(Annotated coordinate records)
------------------------------------------------

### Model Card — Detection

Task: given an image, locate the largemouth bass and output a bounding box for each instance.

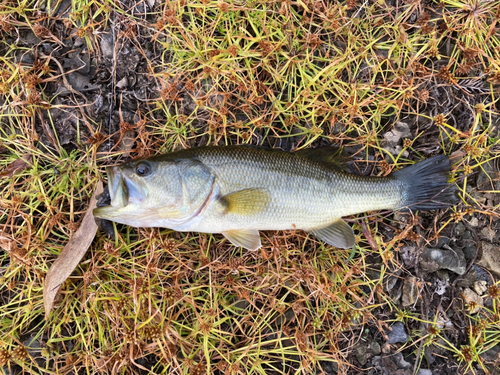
[94,146,456,250]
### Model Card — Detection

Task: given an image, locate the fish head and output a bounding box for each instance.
[93,158,213,228]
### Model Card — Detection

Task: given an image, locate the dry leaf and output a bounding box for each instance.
[0,155,33,177]
[43,181,104,319]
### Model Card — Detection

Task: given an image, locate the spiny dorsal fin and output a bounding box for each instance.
[220,189,270,216]
[309,219,356,249]
[222,229,262,251]
[294,146,349,170]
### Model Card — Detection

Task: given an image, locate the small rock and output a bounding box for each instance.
[481,344,500,362]
[481,227,497,242]
[420,247,467,275]
[477,241,500,276]
[402,276,418,307]
[386,322,408,344]
[116,76,128,90]
[370,341,382,355]
[477,161,500,190]
[472,280,488,296]
[101,34,114,59]
[468,216,479,228]
[462,288,484,314]
[383,122,412,157]
[434,279,450,296]
[430,237,451,248]
[463,245,477,260]
[457,268,477,288]
[455,223,467,236]
[399,246,418,267]
[356,345,368,366]
[392,352,412,369]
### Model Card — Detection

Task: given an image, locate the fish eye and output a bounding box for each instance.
[135,163,151,177]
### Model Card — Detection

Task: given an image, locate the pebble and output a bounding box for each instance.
[420,247,467,275]
[401,276,418,307]
[463,288,484,314]
[386,322,408,344]
[472,280,488,296]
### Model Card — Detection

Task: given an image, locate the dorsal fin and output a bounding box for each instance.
[294,145,349,170]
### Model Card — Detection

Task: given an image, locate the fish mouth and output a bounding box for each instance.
[93,167,147,219]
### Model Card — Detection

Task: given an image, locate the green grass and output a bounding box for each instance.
[0,0,500,375]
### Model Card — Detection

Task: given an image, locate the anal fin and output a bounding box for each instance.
[222,229,262,251]
[308,219,356,249]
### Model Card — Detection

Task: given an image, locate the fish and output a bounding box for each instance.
[93,145,457,251]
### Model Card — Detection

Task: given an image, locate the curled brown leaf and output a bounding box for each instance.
[43,181,103,319]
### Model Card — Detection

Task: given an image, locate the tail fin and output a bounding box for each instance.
[393,155,458,211]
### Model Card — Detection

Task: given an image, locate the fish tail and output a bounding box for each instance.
[393,155,458,211]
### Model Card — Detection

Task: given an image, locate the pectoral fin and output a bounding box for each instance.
[222,229,262,251]
[220,189,270,216]
[309,219,356,249]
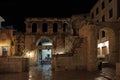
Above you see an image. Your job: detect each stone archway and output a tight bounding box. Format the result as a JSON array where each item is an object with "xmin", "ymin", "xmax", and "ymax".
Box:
[
  {"xmin": 36, "ymin": 36, "xmax": 55, "ymax": 69},
  {"xmin": 79, "ymin": 24, "xmax": 97, "ymax": 71}
]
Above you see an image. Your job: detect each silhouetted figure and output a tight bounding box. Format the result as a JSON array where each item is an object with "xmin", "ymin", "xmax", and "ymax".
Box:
[{"xmin": 98, "ymin": 61, "xmax": 102, "ymax": 71}]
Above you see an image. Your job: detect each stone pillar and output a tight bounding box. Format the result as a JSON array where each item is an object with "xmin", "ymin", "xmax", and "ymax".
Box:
[{"xmin": 87, "ymin": 25, "xmax": 97, "ymax": 71}]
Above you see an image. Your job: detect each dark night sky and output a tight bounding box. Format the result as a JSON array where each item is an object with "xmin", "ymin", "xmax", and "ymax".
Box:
[{"xmin": 0, "ymin": 0, "xmax": 97, "ymax": 31}]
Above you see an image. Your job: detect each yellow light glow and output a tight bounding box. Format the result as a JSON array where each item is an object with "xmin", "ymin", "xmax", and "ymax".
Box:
[{"xmin": 97, "ymin": 41, "xmax": 109, "ymax": 56}]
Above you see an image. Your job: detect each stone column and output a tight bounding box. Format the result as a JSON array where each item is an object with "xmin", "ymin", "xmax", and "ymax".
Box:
[{"xmin": 87, "ymin": 25, "xmax": 97, "ymax": 71}]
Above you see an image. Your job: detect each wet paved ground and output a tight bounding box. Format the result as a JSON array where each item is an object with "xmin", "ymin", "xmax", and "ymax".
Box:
[{"xmin": 0, "ymin": 65, "xmax": 115, "ymax": 80}]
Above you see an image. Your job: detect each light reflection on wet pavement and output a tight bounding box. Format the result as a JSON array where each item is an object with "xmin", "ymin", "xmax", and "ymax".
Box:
[{"xmin": 0, "ymin": 65, "xmax": 114, "ymax": 80}]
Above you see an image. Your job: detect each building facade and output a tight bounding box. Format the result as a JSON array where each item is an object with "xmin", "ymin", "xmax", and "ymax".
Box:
[{"xmin": 0, "ymin": 0, "xmax": 120, "ymax": 71}]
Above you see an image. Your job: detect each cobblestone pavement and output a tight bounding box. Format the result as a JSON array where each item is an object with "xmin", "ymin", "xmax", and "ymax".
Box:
[{"xmin": 0, "ymin": 65, "xmax": 115, "ymax": 80}]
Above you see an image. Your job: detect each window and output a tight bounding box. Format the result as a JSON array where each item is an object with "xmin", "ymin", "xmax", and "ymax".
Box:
[
  {"xmin": 109, "ymin": 9, "xmax": 113, "ymax": 18},
  {"xmin": 102, "ymin": 31, "xmax": 105, "ymax": 38},
  {"xmin": 109, "ymin": 0, "xmax": 112, "ymax": 3},
  {"xmin": 101, "ymin": 2, "xmax": 105, "ymax": 9},
  {"xmin": 102, "ymin": 15, "xmax": 105, "ymax": 22},
  {"xmin": 53, "ymin": 23, "xmax": 58, "ymax": 32},
  {"xmin": 63, "ymin": 23, "xmax": 68, "ymax": 32},
  {"xmin": 42, "ymin": 23, "xmax": 48, "ymax": 32},
  {"xmin": 32, "ymin": 23, "xmax": 37, "ymax": 33},
  {"xmin": 91, "ymin": 13, "xmax": 94, "ymax": 19},
  {"xmin": 97, "ymin": 33, "xmax": 99, "ymax": 40},
  {"xmin": 96, "ymin": 8, "xmax": 99, "ymax": 15}
]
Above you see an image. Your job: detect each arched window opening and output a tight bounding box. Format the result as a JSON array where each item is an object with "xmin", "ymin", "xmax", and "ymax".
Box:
[
  {"xmin": 63, "ymin": 23, "xmax": 68, "ymax": 32},
  {"xmin": 42, "ymin": 23, "xmax": 48, "ymax": 32},
  {"xmin": 53, "ymin": 23, "xmax": 58, "ymax": 32},
  {"xmin": 38, "ymin": 39, "xmax": 52, "ymax": 46},
  {"xmin": 32, "ymin": 23, "xmax": 37, "ymax": 33},
  {"xmin": 102, "ymin": 31, "xmax": 106, "ymax": 38}
]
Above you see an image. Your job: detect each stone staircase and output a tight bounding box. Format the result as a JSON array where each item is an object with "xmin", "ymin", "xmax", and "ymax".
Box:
[{"xmin": 95, "ymin": 63, "xmax": 116, "ymax": 80}]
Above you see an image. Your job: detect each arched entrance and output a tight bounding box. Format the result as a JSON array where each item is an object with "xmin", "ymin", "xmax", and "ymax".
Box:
[
  {"xmin": 97, "ymin": 27, "xmax": 116, "ymax": 63},
  {"xmin": 36, "ymin": 38, "xmax": 53, "ymax": 69}
]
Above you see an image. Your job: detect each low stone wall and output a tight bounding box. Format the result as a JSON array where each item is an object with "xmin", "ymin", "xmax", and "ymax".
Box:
[
  {"xmin": 55, "ymin": 57, "xmax": 83, "ymax": 71},
  {"xmin": 0, "ymin": 57, "xmax": 29, "ymax": 72}
]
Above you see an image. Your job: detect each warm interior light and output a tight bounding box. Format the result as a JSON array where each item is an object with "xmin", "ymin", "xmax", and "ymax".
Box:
[{"xmin": 97, "ymin": 41, "xmax": 109, "ymax": 56}]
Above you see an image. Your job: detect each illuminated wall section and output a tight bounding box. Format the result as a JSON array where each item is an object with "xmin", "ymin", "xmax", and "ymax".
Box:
[{"xmin": 97, "ymin": 41, "xmax": 109, "ymax": 57}]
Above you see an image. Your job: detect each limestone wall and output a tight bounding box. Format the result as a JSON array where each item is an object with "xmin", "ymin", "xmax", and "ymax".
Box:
[{"xmin": 0, "ymin": 57, "xmax": 29, "ymax": 72}]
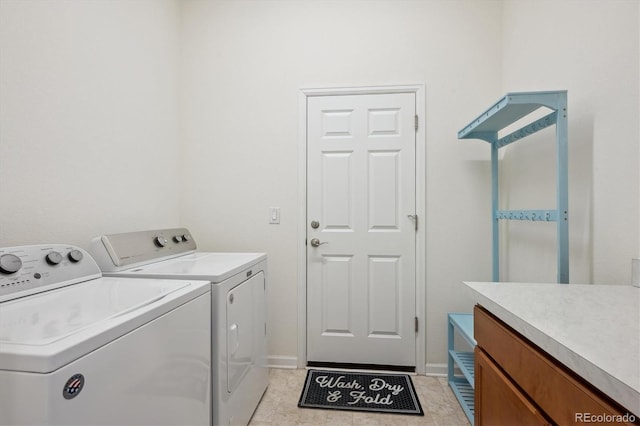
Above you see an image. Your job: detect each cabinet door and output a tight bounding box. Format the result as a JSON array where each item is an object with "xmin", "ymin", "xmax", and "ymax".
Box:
[{"xmin": 475, "ymin": 347, "xmax": 551, "ymax": 426}]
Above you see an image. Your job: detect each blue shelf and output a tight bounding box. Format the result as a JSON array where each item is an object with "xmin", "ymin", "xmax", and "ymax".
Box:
[
  {"xmin": 449, "ymin": 378, "xmax": 475, "ymax": 424},
  {"xmin": 458, "ymin": 90, "xmax": 569, "ymax": 284},
  {"xmin": 447, "ymin": 313, "xmax": 476, "ymax": 424}
]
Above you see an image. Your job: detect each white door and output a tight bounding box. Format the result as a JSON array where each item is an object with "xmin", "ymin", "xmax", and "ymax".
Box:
[{"xmin": 307, "ymin": 93, "xmax": 416, "ymax": 367}]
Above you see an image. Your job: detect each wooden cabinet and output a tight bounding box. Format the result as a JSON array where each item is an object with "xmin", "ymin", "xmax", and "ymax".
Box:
[
  {"xmin": 474, "ymin": 306, "xmax": 639, "ymax": 425},
  {"xmin": 475, "ymin": 348, "xmax": 551, "ymax": 426}
]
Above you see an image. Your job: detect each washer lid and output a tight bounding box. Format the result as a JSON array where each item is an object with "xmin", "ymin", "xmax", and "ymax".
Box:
[
  {"xmin": 111, "ymin": 252, "xmax": 267, "ymax": 284},
  {"xmin": 0, "ymin": 278, "xmax": 210, "ymax": 372}
]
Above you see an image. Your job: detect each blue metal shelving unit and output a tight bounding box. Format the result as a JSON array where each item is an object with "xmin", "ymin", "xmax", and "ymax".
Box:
[
  {"xmin": 458, "ymin": 90, "xmax": 569, "ymax": 284},
  {"xmin": 447, "ymin": 90, "xmax": 569, "ymax": 424},
  {"xmin": 447, "ymin": 313, "xmax": 476, "ymax": 424}
]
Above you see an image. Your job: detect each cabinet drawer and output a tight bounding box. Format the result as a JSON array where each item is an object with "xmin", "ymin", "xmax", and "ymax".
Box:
[
  {"xmin": 475, "ymin": 347, "xmax": 551, "ymax": 426},
  {"xmin": 474, "ymin": 306, "xmax": 626, "ymax": 425}
]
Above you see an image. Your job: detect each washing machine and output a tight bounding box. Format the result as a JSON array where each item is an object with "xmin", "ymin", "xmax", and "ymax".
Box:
[
  {"xmin": 0, "ymin": 244, "xmax": 211, "ymax": 425},
  {"xmin": 91, "ymin": 228, "xmax": 269, "ymax": 426}
]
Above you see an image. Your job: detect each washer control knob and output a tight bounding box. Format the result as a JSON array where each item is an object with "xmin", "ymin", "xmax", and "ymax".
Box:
[
  {"xmin": 67, "ymin": 250, "xmax": 83, "ymax": 263},
  {"xmin": 0, "ymin": 253, "xmax": 22, "ymax": 274},
  {"xmin": 153, "ymin": 235, "xmax": 168, "ymax": 247},
  {"xmin": 45, "ymin": 251, "xmax": 62, "ymax": 265}
]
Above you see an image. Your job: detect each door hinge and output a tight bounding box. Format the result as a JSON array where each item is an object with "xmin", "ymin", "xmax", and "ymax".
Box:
[{"xmin": 407, "ymin": 214, "xmax": 418, "ymax": 232}]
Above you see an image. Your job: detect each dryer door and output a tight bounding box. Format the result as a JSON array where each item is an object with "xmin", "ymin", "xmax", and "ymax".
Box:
[{"xmin": 227, "ymin": 272, "xmax": 265, "ymax": 393}]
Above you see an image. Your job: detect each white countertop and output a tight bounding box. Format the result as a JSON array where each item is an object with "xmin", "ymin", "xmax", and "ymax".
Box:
[{"xmin": 465, "ymin": 282, "xmax": 640, "ymax": 416}]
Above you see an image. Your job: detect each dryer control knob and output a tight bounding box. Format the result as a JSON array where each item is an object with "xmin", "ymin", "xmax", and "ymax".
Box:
[
  {"xmin": 45, "ymin": 251, "xmax": 62, "ymax": 265},
  {"xmin": 0, "ymin": 253, "xmax": 22, "ymax": 274},
  {"xmin": 67, "ymin": 250, "xmax": 83, "ymax": 263},
  {"xmin": 153, "ymin": 235, "xmax": 168, "ymax": 247}
]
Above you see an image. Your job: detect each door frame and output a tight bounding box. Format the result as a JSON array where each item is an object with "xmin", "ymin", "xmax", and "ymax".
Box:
[{"xmin": 297, "ymin": 84, "xmax": 427, "ymax": 375}]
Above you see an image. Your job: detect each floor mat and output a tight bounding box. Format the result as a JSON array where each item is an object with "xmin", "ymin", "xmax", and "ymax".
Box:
[{"xmin": 298, "ymin": 370, "xmax": 424, "ymax": 416}]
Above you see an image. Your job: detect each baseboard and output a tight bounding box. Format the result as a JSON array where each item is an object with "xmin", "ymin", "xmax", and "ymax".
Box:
[
  {"xmin": 267, "ymin": 355, "xmax": 298, "ymax": 369},
  {"xmin": 424, "ymin": 364, "xmax": 447, "ymax": 377}
]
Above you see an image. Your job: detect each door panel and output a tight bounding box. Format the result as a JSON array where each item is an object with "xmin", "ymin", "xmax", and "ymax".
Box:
[{"xmin": 307, "ymin": 93, "xmax": 416, "ymax": 366}]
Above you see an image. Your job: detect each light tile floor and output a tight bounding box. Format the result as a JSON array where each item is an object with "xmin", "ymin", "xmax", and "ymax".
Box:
[{"xmin": 249, "ymin": 369, "xmax": 469, "ymax": 426}]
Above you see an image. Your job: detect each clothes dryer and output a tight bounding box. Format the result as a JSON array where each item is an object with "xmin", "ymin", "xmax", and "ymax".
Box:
[
  {"xmin": 92, "ymin": 228, "xmax": 269, "ymax": 426},
  {"xmin": 0, "ymin": 244, "xmax": 211, "ymax": 425}
]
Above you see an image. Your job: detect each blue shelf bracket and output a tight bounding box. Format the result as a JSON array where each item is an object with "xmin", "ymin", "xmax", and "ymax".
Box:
[{"xmin": 458, "ymin": 90, "xmax": 569, "ymax": 284}]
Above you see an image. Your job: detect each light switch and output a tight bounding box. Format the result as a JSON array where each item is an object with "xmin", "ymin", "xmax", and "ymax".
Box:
[{"xmin": 269, "ymin": 207, "xmax": 280, "ymax": 225}]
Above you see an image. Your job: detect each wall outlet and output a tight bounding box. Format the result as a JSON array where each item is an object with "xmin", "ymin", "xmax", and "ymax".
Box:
[{"xmin": 269, "ymin": 207, "xmax": 280, "ymax": 225}]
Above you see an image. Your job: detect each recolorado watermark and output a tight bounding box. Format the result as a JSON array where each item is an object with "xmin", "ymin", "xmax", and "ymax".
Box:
[{"xmin": 574, "ymin": 413, "xmax": 636, "ymax": 423}]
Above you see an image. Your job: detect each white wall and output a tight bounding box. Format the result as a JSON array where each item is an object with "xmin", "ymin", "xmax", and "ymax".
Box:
[
  {"xmin": 181, "ymin": 1, "xmax": 501, "ymax": 363},
  {"xmin": 0, "ymin": 0, "xmax": 181, "ymax": 247},
  {"xmin": 502, "ymin": 0, "xmax": 640, "ymax": 284}
]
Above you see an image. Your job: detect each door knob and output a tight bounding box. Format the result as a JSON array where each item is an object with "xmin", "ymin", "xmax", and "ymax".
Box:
[{"xmin": 311, "ymin": 238, "xmax": 327, "ymax": 247}]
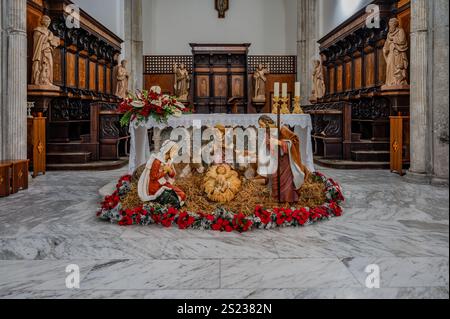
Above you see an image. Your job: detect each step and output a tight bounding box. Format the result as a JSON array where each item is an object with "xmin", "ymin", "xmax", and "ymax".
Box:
[
  {"xmin": 47, "ymin": 142, "xmax": 98, "ymax": 153},
  {"xmin": 352, "ymin": 151, "xmax": 391, "ymax": 162},
  {"xmin": 314, "ymin": 157, "xmax": 390, "ymax": 170},
  {"xmin": 352, "ymin": 140, "xmax": 389, "ymax": 151},
  {"xmin": 47, "ymin": 152, "xmax": 92, "ymax": 164},
  {"xmin": 47, "ymin": 157, "xmax": 128, "ymax": 174}
]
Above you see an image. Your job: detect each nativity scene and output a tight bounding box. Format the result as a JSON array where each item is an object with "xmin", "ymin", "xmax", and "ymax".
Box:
[{"xmin": 0, "ymin": 0, "xmax": 449, "ymax": 302}]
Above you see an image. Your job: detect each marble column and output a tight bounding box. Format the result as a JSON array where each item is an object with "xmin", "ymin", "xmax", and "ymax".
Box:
[
  {"xmin": 124, "ymin": 0, "xmax": 144, "ymax": 91},
  {"xmin": 407, "ymin": 0, "xmax": 449, "ymax": 184},
  {"xmin": 1, "ymin": 0, "xmax": 27, "ymax": 159},
  {"xmin": 428, "ymin": 0, "xmax": 449, "ymax": 185},
  {"xmin": 297, "ymin": 0, "xmax": 318, "ymax": 105},
  {"xmin": 0, "ymin": 0, "xmax": 6, "ymax": 160},
  {"xmin": 409, "ymin": 0, "xmax": 431, "ymax": 178}
]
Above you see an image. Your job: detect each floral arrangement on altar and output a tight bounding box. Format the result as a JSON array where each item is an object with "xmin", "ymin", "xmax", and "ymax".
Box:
[
  {"xmin": 119, "ymin": 86, "xmax": 190, "ymax": 126},
  {"xmin": 97, "ymin": 172, "xmax": 344, "ymax": 232}
]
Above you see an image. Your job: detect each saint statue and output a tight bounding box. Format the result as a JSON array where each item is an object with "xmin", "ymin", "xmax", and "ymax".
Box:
[
  {"xmin": 138, "ymin": 140, "xmax": 186, "ymax": 208},
  {"xmin": 253, "ymin": 64, "xmax": 269, "ymax": 101},
  {"xmin": 383, "ymin": 18, "xmax": 409, "ymax": 87},
  {"xmin": 311, "ymin": 60, "xmax": 326, "ymax": 101},
  {"xmin": 116, "ymin": 60, "xmax": 130, "ymax": 99},
  {"xmin": 258, "ymin": 115, "xmax": 310, "ymax": 203},
  {"xmin": 174, "ymin": 63, "xmax": 191, "ymax": 101},
  {"xmin": 31, "ymin": 15, "xmax": 60, "ymax": 88}
]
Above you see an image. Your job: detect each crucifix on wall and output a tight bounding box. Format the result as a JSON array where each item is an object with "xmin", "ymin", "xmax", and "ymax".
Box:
[{"xmin": 215, "ymin": 0, "xmax": 229, "ymax": 19}]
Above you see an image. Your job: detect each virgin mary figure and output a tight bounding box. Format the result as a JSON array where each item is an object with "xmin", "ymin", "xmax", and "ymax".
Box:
[{"xmin": 138, "ymin": 141, "xmax": 186, "ymax": 208}]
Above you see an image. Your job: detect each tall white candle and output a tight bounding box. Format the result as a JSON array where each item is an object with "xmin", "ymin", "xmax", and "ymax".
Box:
[
  {"xmin": 295, "ymin": 82, "xmax": 300, "ymax": 97},
  {"xmin": 282, "ymin": 83, "xmax": 287, "ymax": 98},
  {"xmin": 273, "ymin": 82, "xmax": 280, "ymax": 97}
]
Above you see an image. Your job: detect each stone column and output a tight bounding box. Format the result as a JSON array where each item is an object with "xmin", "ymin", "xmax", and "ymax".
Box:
[
  {"xmin": 409, "ymin": 0, "xmax": 431, "ymax": 179},
  {"xmin": 407, "ymin": 0, "xmax": 449, "ymax": 184},
  {"xmin": 0, "ymin": 0, "xmax": 6, "ymax": 161},
  {"xmin": 297, "ymin": 0, "xmax": 318, "ymax": 105},
  {"xmin": 1, "ymin": 0, "xmax": 27, "ymax": 159},
  {"xmin": 428, "ymin": 0, "xmax": 449, "ymax": 185},
  {"xmin": 124, "ymin": 0, "xmax": 144, "ymax": 91}
]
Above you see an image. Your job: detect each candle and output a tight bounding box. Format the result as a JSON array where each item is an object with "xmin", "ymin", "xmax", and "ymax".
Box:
[
  {"xmin": 282, "ymin": 83, "xmax": 287, "ymax": 98},
  {"xmin": 295, "ymin": 82, "xmax": 300, "ymax": 97},
  {"xmin": 273, "ymin": 82, "xmax": 280, "ymax": 97}
]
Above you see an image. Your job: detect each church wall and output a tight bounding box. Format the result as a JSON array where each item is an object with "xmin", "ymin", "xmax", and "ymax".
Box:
[
  {"xmin": 72, "ymin": 0, "xmax": 125, "ymax": 39},
  {"xmin": 429, "ymin": 0, "xmax": 449, "ymax": 183},
  {"xmin": 142, "ymin": 0, "xmax": 297, "ymax": 55},
  {"xmin": 318, "ymin": 0, "xmax": 372, "ymax": 37}
]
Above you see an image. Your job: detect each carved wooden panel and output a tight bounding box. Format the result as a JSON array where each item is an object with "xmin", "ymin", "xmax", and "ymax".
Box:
[
  {"xmin": 248, "ymin": 55, "xmax": 297, "ymax": 74},
  {"xmin": 231, "ymin": 75, "xmax": 245, "ymax": 97},
  {"xmin": 78, "ymin": 57, "xmax": 88, "ymax": 90},
  {"xmin": 66, "ymin": 52, "xmax": 77, "ymax": 87},
  {"xmin": 196, "ymin": 75, "xmax": 210, "ymax": 98},
  {"xmin": 364, "ymin": 52, "xmax": 375, "ymax": 87},
  {"xmin": 345, "ymin": 61, "xmax": 353, "ymax": 91},
  {"xmin": 214, "ymin": 75, "xmax": 228, "ymax": 98},
  {"xmin": 353, "ymin": 57, "xmax": 363, "ymax": 90},
  {"xmin": 106, "ymin": 67, "xmax": 112, "ymax": 94},
  {"xmin": 97, "ymin": 65, "xmax": 105, "ymax": 93},
  {"xmin": 89, "ymin": 61, "xmax": 97, "ymax": 91},
  {"xmin": 336, "ymin": 65, "xmax": 344, "ymax": 93}
]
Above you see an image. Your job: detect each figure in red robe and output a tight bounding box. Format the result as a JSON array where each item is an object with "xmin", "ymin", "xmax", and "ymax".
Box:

------------------------------------------------

- WHAT TO WORK ON
Scale the records above, starting at their beginning and stopping after the line containing "[308,219,356,249]". Give every line again with the requests unchanged, multiply each bounding-box coordinate in the answers by 0.45 and round to whole numbers (halves up), and leave the pictures out.

- EXERCISE OUTPUT
### Model Card — Detection

Task: given an image, locate the largemouth bass and output a bounding box for each instance.

[42,66,205,113]
### Model Card — Detection

Task: given an image, locate the fish head and output a bounding box for each instance.
[42,71,96,103]
### Model Card — Detection

Task: given an image, locate the dry leaf and output a bounding box for each instance.
[0,70,15,80]
[19,81,47,144]
### Model Card — Detection

Task: given an image, locate the spiny dorsal fin and output a bounding box for each instance.
[99,85,122,97]
[139,99,160,112]
[100,103,118,113]
[132,66,157,77]
### Model Card — Detection

Task: given an image, locate the small rock and output a bounding box for each instance.
[216,155,225,163]
[216,102,224,109]
[189,111,210,124]
[215,108,225,124]
[181,124,188,138]
[174,145,184,155]
[52,34,58,41]
[167,153,172,160]
[215,72,225,86]
[212,126,220,133]
[45,15,51,27]
[211,97,216,103]
[208,130,218,141]
[172,55,185,71]
[195,126,203,133]
[194,107,203,112]
[208,110,215,117]
[206,121,215,130]
[205,100,210,106]
[180,111,188,120]
[160,155,166,165]
[176,158,185,166]
### Model Card — Detection

Task: given an image, locate the fish eye and output a bounding box for each instance.
[61,73,68,80]
### Model Card — Detection

Task: given an image, locate the pebble and output a bounding box for each instance.
[189,111,210,124]
[180,124,188,138]
[208,130,218,141]
[174,145,184,155]
[212,126,220,133]
### Model Card — Detection

Task: given an image, locate the dorsal fin and output a bounding box for each instance.
[132,65,157,77]
### Model Card — Detection

Task: given an image, locate the fish mouth and output a bounding box for each instance.
[42,75,66,99]
### Model Card — Detection

Task: given an image, locate the green grass and output a bounding box for each instance.
[0,0,225,169]
### Model Card — Detection

Task: given an image, locate the anal fin and output a bounding box for each instance.
[100,103,118,113]
[139,99,160,112]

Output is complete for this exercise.